PEDIDO ESCRITO 1: Imprima estas linhas dos registros sem nenhuma alteração: comece na primeira linha dos registros e pare depois da linha que contém "Target: green grass", incluindo-a.

TEXTO FORNECIDO:
· · · · · · ·

O quarto argumento não deve prosperar. O Sistema Brasileiro desenfreado por uma alienação modernista do direito estrangeiro entende que o Poder Judiciário deve a todo custo decidir com previsibilidade e certeza jurídica. Não se deve esquecer que o civil law não é uma cultura fundada em decisões judiciais, bem como acontece no Direito americano. Não há problema em afirmar que se trata de dois objetivos essenciais de toda cultura constitucional, mas o direito não deve criar hierarquia entre direitos fundamentais, uma vez que o tratamento igualitário em casos análogos protege ambos os valores, mas infringe mediante omissão a democracia e liberdade de julgamento. Neste tocante, mais uma vez aduz Rocha (2009, p.128):
[...] súmula vinculante tutela a igualdade e a certeza ou segurança jurídica. Contudo, esses não são os únicos valores [...] havendo a democracia, a liberdade e independência do juiz [...] Então, temos uma concorrência ou competição ou conflito de valores. O que fazer?
O Moraes (2010) defende o posicionamento de que a súmula vinculante não gera o engessamento da interpretação do direito, bem como sua evolução. Desse modo, a fundamentação jurídica utilizada pelo constitucionalista se insere na previsão da Lei 11.417/2006, em que, para o autor, no caso de mutação social e desenvolvimento jurisprudencial da súmula vinculante, o legislador estabeleceu a prerrogativa dos mesmos legitimados que podem propor ADC e ADIN provocar o Supremo para modificar, cancelar ou revisar súmula vinculante. Vale relembrar que, no decorrer da pesquisa, foram realizadas algumas indicações acerca da lei supracitada.

· · · · · · ·

DADOS FORNECIDOS:
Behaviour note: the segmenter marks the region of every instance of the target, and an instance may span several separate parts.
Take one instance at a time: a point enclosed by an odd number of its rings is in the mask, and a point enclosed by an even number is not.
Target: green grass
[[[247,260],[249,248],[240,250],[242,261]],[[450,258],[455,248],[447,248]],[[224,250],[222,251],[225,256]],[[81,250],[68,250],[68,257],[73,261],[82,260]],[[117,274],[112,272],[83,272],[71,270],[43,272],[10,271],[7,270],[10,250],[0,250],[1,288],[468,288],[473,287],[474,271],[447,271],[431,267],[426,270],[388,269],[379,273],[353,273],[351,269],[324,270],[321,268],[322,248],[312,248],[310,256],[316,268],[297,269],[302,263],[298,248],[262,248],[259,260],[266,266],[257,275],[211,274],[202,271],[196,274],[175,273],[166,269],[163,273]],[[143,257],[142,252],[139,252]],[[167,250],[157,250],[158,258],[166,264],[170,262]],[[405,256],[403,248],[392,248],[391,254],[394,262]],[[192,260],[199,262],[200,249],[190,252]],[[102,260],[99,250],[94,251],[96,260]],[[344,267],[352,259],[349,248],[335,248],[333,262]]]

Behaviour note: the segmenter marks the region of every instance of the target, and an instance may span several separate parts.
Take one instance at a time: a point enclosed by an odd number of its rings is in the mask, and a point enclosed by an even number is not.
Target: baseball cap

· · · · · · ·

PEDIDO ESCRITO 2: Reproduza sem alterações o trecho do texto sobre a súmula vinculante que começa nas palavras "O Moraes (2010)" e vai até as palavras "da lei supracitada.", inclusive.

RESPOSTA CORRETA 1:
Behaviour note: the segmenter marks the region of every instance of the target, and an instance may span several separate parts.
Take one instance at a time: a point enclosed by an odd number of its rings is in the mask, and a point enclosed by an even number is not.
Target: green grass

RESPOSTA CORRETA 2:
O Moraes (2010) defende o posicionamento de que a súmula vinculante não gera o engessamento da interpretação do direito, bem como sua evolução. Desse modo, a fundamentação jurídica utilizada pelo constitucionalista se insere na previsão da Lei 11.417/2006, em que, para o autor, no caso de mutação social e desenvolvimento jurisprudencial da súmula vinculante, o legislador estabeleceu a prerrogativa dos mesmos legitimados que podem propor ADC e ADIN provocar o Supremo para modificar, cancelar ou revisar súmula vinculante. Vale relembrar que, no decorrer da pesquisa, foram realizadas algumas indicações acerca da lei supracitada.